◆ Exercise ◆
Report every line of the data below that contains the word "like". Case counts.

◆ Material for this exercise ◆
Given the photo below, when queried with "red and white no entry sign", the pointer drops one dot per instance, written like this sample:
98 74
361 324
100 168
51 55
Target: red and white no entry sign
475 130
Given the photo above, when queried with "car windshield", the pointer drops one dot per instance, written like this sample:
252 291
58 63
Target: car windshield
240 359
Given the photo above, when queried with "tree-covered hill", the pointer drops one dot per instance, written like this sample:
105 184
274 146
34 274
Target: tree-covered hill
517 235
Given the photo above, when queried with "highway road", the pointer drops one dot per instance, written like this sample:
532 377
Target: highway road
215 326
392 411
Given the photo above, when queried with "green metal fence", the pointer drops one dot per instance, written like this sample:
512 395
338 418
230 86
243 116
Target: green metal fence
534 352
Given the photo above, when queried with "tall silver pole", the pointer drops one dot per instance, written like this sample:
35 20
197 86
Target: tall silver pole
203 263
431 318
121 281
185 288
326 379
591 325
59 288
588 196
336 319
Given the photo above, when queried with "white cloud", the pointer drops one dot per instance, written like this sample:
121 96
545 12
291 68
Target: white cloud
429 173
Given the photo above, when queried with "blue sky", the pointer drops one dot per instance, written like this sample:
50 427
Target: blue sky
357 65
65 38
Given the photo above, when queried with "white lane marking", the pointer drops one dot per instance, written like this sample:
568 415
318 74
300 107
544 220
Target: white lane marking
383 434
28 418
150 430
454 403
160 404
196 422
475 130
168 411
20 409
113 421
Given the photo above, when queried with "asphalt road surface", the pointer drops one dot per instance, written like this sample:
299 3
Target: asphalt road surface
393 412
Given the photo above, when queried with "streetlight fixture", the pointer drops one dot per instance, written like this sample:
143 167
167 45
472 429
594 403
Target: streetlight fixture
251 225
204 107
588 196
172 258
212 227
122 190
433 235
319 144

◆ Full response ◆
Given the photo below, when queried with "red and white no entry sign", the pointer drops one dot per instance, written like this sample:
Given the photo above, when queried with "car windshield", the pointer drops one dot per instance, written like this sample:
Given the photo above, when queried with "tree-covered hill", the pointer drops one dot per instance, written like this sample:
Given the photo above, when queried with "highway road", the pointer drops one dot per instance, written like this sample:
Given the photo above, when queried with "green metal fence", the pointer drops one dot per instance, written like this sample:
Given the photo above, when queried with "tall silver pole", the pointer drops one dot per instance, written like this sample:
Given the photo above, when queried with "white cloud", the pointer drops one dot per instance, written like this sample:
Given the photo above, when queried with "blue sky", the pointer drops one dot per instance, written like this sample:
Given the photo above, when queried with "white lane marking", the pointer drops one dot per instance, written like this sample:
Given the photo above, when queried with "asphalt road surface", the pointer drops one dot per instance, written like this sample:
Given the photo above, when queried with "streetlight fixture", the pointer drops one dot per instance, written like this sample:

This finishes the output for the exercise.